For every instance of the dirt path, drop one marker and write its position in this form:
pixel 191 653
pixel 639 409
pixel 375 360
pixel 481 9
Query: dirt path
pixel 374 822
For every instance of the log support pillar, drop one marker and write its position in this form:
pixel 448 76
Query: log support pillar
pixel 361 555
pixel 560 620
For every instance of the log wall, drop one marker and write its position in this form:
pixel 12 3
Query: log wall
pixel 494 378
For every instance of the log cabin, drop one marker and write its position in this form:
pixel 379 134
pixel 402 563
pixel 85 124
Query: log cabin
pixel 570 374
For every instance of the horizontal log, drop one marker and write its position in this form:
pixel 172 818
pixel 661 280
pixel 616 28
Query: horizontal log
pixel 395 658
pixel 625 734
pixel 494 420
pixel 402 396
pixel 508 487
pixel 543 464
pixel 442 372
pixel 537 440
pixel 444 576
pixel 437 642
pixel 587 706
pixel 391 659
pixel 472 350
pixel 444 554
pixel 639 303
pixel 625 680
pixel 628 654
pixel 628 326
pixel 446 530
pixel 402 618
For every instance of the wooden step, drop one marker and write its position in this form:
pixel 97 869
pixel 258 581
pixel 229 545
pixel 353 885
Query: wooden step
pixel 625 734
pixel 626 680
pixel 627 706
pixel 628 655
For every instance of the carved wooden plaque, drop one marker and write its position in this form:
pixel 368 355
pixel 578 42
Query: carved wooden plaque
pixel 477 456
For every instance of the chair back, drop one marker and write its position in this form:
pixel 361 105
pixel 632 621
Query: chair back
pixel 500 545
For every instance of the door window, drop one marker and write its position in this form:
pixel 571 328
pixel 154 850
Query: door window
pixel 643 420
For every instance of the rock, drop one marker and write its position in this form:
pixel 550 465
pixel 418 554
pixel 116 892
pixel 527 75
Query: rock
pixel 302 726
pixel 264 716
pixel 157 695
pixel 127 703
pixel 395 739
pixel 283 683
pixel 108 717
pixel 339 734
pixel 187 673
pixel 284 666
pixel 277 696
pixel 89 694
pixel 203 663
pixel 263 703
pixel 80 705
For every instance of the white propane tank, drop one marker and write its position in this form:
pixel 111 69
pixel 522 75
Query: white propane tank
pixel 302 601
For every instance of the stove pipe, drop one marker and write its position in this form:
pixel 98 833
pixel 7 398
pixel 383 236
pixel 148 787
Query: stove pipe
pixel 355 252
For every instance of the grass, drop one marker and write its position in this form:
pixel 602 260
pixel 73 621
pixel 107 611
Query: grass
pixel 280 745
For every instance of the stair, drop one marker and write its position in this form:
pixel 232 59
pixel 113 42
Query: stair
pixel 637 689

★ ★ ★ ★ ★

Problem to solve: Restate every record word for word.

Answer:
For every instance of the dirt path, drop one marker and write its position in this form:
pixel 191 653
pixel 639 409
pixel 375 360
pixel 481 9
Query: dirt path
pixel 374 822
For every instance of the log support pillar, drop one marker and write its position in this form:
pixel 448 76
Query: log support pillar
pixel 361 555
pixel 560 620
For every instance of the log wall, drop one marker and write its position in this form:
pixel 12 3
Query: log wall
pixel 494 378
For every instance of the log cabin, drop one marker and write its position in this form:
pixel 379 134
pixel 402 563
pixel 85 124
Query: log cabin
pixel 570 374
For every instance of the horizontal log, drop one marker and write its position in this form:
pixel 172 818
pixel 661 280
pixel 616 28
Query: horizontal log
pixel 395 658
pixel 625 734
pixel 494 420
pixel 402 396
pixel 508 487
pixel 543 464
pixel 442 372
pixel 537 440
pixel 444 576
pixel 437 642
pixel 587 706
pixel 391 659
pixel 472 350
pixel 444 554
pixel 639 303
pixel 625 680
pixel 628 654
pixel 628 326
pixel 446 530
pixel 402 618
For every instance of the wooden step, drop one marker and write its position in this form:
pixel 97 869
pixel 258 581
pixel 229 545
pixel 353 885
Query: wooden step
pixel 625 734
pixel 626 680
pixel 627 706
pixel 628 655
For every instance of the carved wooden plaque, drop one marker and write its position in this form:
pixel 368 355
pixel 578 42
Query: carved wooden plaque
pixel 477 456
For every instance of the chair back, drop one marker and write its position in this form:
pixel 361 105
pixel 632 621
Query: chair back
pixel 500 545
For every instance of the door window, drop one marker and write its position in this form:
pixel 571 328
pixel 154 850
Query: door window
pixel 643 420
For every instance of the rock, drop one marker and write its position in this form:
pixel 550 465
pixel 418 554
pixel 116 892
pixel 527 75
Query: rock
pixel 302 726
pixel 264 716
pixel 157 695
pixel 127 703
pixel 395 739
pixel 283 683
pixel 108 717
pixel 339 734
pixel 187 673
pixel 284 666
pixel 277 696
pixel 89 694
pixel 203 663
pixel 263 703
pixel 80 705
For every instance of the white propane tank, drop one marker and write its position in this form:
pixel 111 69
pixel 522 75
Query: white propane tank
pixel 302 601
For every instance of the stove pipe, drop one marker and write its position in this form:
pixel 98 833
pixel 7 398
pixel 383 236
pixel 148 787
Query: stove pipe
pixel 355 252
For every instance of the grass, drop one marker and write its position in this form:
pixel 602 260
pixel 73 621
pixel 107 611
Query: grass
pixel 280 745
For every instance of the stair, drop one marker and write its position in this form:
pixel 232 59
pixel 113 42
Query: stair
pixel 637 689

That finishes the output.